__WHAT TO WORK ON__.
1. Copy the passage of the Business Owner Blues thread starting at "how did you" and ending at "my belt now.".
2. In the Business Owner Blues thread, how old was cazna when going self-employed?

# Business Owner Blues



## MacDry (Feb 1, 2010)

Hey everyone!

Having a rough one today. underbid a job quite severely. Had to get rid of an estimtor as I wasnt doing enough work to afford his services. starting doing the bids myself. definetly lacking in experience. I forgot to add for the engineered certification. and a few other things. One thatI just through whatI thought was a high number at, to avoid getting it, actually made me the bidder by about 500 bucks. which is not bad for a 19000 dollar job. But still.

I think i am just down on myself.  

how did you contractors out there do it? I want to get into commercial stuff, residential bores the hell out of me, and the money is the ****s since people dont have the smarts not to backstab each other. but the estimating illudes me. all these little expenses, when do you need what? the drawings just dont cut it anymore apparently, when do you need engineered shop drawings? when do you up the price of labor for certain jobs? and by how much? you know what i am saying? all these little variables that seem to be pulled out of peoples butts.

where did you guys learn this stuff? is there a book or a course or anything? I was a taper before i went out on my own, so stee in and of itself is a little over my head but i can figure itout and do it. i went through the BC wall and ceiling association training and got all that under my belt now.

in a nut shell what i am trying to say is  know what i mean?

MacDry


----------



## cazna (Mar 28, 2010)

Well for me was, Stuff it up, do the job anyway the best could, backcost, Reprice, stuff it up again, reprice, stuff it up, Ask for help, got told lies about competetors prices to screw me down, stuff it up again, and on and one for years till i got a name for myself and grew a pair of balls to stand up to people, then it gets better, slowly, It was different for me going self employed at 21 years old, I had no expences so i didnt need much money still living with the parents, Its different in your country i know but if you ask around all of us struggled with this, The longer you stick at it the more you learn and the easier it can slowly get. I hope some local people have some good advice for you.


----------



## joepro0000 (Jun 14, 2008)

Yea its a learning experience, but sometimes if you don't have time for a job, don't overbid it, because you might never got an ITB again. They will think of you as a high priced contractor and avoid wasting their time. Everything is through trial and error. Picture the job while estimating it, and picture how much time for each things, and add a couple of extra days, because something always gets pushed back. Also watch out if you bid commerical, cause alot of commerical jobs are done in stages. Like 1 side the drywall, and come back in a week and finish the rest.


----------

__Point labeling dataset excerpts__.
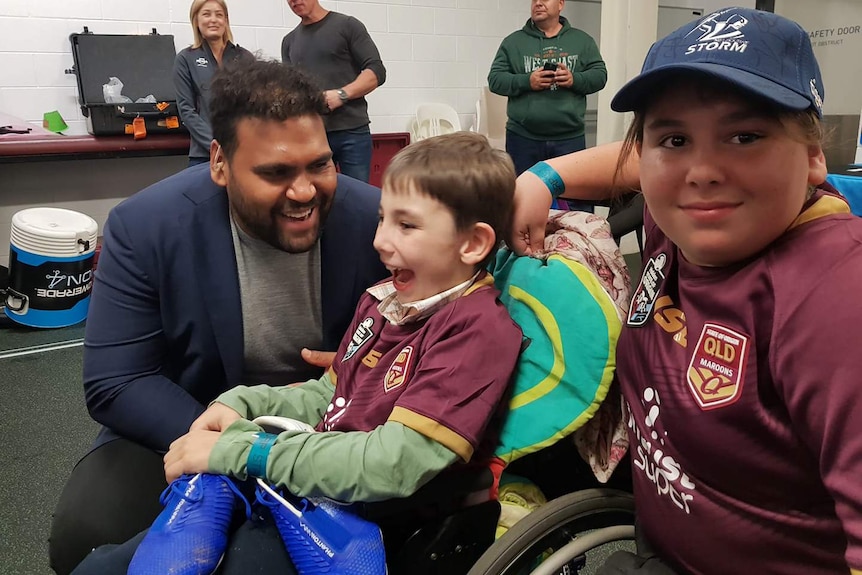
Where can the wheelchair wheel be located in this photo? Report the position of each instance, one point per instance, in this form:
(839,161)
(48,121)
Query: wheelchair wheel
(555,537)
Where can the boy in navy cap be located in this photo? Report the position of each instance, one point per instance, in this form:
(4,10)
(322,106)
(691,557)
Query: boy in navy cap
(741,378)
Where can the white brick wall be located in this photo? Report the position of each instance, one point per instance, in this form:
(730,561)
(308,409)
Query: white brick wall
(433,49)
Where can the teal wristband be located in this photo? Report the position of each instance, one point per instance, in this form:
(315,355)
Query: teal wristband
(550,178)
(256,463)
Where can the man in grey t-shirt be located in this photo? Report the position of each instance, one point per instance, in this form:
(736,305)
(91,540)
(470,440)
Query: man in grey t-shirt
(340,53)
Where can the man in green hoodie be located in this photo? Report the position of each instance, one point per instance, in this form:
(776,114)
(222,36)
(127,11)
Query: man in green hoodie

__FINAL ANSWERS__.
1.
how did you contractors out there do it? I want to get into commercial stuff, residential bores the hell out of me, and the money is the ****s since people dont have the smarts not to backstab each other. but the estimating illudes me. all these little expenses, when do you need what? the drawings just dont cut it anymore apparently, when do you need engineered shop drawings? when do you up the price of labor for certain jobs? and by how much? you know what i am saying? all these little variables that seem to be pulled out of peoples butts.

where did you guys learn this stuff? is there a book or a course or anything? I was a taper before i went out on my own, so stee in and of itself is a little over my head but i can figure itout and do it. i went through the BC wall and ceiling association training and got all that under my belt now.

2. 21 years old.